= Beginning of Section =

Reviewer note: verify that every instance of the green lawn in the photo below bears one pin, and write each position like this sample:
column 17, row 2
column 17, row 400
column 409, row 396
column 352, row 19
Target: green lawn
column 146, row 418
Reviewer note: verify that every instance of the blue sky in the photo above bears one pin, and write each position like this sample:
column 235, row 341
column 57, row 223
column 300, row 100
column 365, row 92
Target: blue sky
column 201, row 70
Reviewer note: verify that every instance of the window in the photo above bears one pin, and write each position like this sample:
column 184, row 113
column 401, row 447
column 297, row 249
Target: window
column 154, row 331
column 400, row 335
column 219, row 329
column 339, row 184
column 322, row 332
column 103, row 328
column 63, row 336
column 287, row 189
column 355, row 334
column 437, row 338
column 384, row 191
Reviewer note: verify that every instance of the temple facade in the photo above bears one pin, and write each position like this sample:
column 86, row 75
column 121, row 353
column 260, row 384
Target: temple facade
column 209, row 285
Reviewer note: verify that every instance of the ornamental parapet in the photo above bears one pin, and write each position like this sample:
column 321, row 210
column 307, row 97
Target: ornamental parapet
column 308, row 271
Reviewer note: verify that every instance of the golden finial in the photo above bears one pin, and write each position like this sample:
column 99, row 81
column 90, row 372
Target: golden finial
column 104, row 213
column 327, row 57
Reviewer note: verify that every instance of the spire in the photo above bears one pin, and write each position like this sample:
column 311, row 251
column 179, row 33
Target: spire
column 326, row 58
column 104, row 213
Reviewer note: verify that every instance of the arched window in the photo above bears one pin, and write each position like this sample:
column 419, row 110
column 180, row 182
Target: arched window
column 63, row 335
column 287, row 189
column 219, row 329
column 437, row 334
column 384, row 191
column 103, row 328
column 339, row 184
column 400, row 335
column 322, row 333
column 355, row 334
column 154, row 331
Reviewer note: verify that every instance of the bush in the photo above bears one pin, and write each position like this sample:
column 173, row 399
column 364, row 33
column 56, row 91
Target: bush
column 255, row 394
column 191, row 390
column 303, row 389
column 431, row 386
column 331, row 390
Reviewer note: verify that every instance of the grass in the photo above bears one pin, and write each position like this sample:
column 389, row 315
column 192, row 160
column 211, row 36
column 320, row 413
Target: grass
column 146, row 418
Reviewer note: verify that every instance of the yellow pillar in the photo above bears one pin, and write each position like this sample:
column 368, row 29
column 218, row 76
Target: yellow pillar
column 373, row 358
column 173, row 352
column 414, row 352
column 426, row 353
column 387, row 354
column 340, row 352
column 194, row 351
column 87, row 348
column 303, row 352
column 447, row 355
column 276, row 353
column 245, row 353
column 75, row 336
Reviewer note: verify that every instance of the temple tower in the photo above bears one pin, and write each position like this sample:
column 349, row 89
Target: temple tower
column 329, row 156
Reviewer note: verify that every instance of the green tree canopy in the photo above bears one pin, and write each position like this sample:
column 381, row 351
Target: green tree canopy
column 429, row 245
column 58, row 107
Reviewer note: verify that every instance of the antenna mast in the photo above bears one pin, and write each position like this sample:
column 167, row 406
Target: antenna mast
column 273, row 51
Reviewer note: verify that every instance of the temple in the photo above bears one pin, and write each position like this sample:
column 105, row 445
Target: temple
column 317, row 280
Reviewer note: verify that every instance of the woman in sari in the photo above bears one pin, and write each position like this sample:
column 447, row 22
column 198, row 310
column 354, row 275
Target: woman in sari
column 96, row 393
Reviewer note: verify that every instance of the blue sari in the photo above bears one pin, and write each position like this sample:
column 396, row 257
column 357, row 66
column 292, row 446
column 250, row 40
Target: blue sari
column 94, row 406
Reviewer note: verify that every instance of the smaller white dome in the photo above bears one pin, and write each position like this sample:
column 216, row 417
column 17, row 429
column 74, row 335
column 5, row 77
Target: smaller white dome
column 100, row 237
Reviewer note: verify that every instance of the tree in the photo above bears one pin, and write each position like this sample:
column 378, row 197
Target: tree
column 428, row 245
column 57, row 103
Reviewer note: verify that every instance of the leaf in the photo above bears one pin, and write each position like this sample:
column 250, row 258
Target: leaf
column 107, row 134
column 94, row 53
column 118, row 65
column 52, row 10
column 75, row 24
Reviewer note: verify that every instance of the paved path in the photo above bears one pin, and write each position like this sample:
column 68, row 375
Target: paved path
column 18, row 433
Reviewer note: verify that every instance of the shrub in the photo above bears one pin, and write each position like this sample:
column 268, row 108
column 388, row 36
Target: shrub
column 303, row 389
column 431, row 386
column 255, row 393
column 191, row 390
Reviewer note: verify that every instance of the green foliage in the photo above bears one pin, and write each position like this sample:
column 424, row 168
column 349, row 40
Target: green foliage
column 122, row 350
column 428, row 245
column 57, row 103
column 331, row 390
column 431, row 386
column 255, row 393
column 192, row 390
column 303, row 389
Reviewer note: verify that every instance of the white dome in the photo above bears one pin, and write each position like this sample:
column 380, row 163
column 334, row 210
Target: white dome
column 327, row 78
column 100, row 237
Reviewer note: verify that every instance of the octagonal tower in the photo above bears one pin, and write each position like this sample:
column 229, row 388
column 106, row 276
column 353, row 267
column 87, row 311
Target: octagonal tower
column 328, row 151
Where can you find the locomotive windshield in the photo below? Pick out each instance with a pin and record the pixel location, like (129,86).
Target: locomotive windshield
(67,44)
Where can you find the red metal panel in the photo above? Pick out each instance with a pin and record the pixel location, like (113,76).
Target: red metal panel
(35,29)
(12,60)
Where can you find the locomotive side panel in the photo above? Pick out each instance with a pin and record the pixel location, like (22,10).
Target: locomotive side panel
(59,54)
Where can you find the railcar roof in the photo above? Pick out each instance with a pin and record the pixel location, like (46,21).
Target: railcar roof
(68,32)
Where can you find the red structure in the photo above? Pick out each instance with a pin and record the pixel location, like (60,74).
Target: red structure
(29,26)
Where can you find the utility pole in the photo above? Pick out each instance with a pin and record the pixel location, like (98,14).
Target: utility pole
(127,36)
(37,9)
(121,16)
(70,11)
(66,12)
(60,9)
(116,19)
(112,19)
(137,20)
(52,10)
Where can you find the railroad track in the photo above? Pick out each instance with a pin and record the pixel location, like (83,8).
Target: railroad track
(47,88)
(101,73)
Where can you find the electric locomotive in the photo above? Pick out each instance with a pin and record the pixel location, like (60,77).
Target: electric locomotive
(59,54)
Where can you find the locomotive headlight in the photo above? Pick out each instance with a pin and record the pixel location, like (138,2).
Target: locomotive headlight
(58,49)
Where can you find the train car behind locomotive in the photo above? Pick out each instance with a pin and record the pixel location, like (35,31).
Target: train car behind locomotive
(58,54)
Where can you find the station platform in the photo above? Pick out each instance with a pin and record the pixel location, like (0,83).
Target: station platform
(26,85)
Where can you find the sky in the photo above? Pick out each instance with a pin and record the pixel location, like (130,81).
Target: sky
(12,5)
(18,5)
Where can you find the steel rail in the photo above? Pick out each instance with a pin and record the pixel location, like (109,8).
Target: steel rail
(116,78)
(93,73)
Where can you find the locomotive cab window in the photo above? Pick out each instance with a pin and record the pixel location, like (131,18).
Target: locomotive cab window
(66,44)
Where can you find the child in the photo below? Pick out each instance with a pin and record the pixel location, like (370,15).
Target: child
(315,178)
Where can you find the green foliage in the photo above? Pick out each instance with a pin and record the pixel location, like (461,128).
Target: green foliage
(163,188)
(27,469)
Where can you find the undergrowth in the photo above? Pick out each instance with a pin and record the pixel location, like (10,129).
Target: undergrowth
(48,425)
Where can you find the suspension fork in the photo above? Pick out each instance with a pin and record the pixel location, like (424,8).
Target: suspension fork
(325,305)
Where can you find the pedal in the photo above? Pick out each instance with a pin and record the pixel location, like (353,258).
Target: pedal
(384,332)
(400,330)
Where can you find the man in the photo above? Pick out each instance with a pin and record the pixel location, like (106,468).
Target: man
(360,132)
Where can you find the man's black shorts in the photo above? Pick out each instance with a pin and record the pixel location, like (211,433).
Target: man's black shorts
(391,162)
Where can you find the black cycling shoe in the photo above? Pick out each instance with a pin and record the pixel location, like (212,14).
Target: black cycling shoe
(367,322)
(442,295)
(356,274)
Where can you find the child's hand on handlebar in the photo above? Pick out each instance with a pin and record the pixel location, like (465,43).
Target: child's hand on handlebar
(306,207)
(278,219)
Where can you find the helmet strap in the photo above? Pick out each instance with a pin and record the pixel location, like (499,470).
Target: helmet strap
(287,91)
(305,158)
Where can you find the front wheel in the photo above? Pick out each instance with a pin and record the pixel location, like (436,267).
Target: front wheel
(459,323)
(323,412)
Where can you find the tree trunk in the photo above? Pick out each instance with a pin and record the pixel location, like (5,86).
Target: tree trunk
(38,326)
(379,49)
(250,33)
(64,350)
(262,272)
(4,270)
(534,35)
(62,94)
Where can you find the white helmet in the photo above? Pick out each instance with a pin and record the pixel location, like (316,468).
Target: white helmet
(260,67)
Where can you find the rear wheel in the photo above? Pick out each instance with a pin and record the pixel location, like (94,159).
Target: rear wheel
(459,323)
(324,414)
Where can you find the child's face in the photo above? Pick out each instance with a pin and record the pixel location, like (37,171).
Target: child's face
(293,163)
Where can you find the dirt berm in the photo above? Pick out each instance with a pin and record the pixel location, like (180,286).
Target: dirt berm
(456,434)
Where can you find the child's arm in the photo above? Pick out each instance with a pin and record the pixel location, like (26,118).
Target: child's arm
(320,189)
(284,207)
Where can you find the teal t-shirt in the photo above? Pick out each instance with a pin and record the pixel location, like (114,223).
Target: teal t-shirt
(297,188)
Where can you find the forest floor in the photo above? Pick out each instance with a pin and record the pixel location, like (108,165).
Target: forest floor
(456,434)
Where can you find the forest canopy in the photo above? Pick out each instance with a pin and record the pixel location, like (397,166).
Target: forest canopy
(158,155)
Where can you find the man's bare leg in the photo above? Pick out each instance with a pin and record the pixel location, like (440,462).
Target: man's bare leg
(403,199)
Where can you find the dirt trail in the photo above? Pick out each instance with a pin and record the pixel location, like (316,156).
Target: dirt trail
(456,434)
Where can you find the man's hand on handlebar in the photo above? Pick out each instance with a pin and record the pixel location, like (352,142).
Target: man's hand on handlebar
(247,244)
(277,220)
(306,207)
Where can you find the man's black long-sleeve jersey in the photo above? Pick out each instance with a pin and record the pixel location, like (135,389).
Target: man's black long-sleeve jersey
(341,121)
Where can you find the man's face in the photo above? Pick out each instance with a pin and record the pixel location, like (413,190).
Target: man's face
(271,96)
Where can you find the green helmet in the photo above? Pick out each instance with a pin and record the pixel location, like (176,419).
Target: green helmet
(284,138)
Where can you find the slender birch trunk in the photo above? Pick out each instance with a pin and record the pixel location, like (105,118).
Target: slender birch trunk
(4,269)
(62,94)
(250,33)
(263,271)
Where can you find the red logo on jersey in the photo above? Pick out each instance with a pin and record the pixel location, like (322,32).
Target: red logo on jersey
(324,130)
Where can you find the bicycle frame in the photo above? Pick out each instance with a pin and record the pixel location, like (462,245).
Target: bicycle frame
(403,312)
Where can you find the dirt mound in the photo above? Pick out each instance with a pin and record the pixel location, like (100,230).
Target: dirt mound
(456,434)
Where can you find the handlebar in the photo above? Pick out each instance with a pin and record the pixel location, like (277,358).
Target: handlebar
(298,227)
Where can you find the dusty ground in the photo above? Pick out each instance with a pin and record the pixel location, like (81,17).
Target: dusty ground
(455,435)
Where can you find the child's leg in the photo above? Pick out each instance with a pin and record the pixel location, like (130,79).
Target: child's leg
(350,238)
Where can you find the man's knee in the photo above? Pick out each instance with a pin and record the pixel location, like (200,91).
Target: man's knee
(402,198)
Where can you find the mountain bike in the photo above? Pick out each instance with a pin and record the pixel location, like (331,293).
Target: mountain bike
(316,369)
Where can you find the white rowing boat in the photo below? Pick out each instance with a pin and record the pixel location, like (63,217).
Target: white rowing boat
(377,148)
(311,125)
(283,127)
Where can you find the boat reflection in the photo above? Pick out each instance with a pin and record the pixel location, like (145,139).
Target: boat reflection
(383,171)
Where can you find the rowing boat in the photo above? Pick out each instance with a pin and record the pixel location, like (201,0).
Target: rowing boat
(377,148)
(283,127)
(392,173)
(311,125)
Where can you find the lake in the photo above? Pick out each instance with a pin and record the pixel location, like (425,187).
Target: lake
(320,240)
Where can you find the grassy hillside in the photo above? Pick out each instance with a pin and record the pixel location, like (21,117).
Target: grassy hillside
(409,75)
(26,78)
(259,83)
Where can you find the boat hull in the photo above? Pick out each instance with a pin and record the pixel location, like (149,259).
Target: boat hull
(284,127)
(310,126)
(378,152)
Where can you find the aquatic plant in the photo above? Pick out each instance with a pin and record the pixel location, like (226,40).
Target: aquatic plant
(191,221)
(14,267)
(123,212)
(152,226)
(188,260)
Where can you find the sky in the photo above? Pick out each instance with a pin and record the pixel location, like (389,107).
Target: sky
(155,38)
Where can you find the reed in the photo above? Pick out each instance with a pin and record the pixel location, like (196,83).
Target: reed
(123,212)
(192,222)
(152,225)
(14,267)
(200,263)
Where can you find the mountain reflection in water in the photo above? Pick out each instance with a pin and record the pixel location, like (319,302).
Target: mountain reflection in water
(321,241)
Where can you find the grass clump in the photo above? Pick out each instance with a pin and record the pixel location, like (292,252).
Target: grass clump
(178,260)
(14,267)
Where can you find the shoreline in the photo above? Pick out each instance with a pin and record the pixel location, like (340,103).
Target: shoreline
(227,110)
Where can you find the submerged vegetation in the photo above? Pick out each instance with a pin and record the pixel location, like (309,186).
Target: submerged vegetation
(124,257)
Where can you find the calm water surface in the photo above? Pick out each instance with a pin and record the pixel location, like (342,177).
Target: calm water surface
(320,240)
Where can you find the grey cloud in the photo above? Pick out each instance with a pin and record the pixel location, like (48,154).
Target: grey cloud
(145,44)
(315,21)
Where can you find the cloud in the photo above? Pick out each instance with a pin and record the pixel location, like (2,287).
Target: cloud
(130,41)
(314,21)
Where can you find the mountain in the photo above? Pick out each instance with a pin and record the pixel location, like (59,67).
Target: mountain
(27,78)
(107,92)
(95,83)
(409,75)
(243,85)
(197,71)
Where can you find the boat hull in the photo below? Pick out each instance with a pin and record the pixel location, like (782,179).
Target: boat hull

= End of Section =

- _PROMPT_: Exactly how many lines of the listing hold the word "below"? Give the number with nothing else.

- _SOLUTION FOR THIS EXERCISE_: 5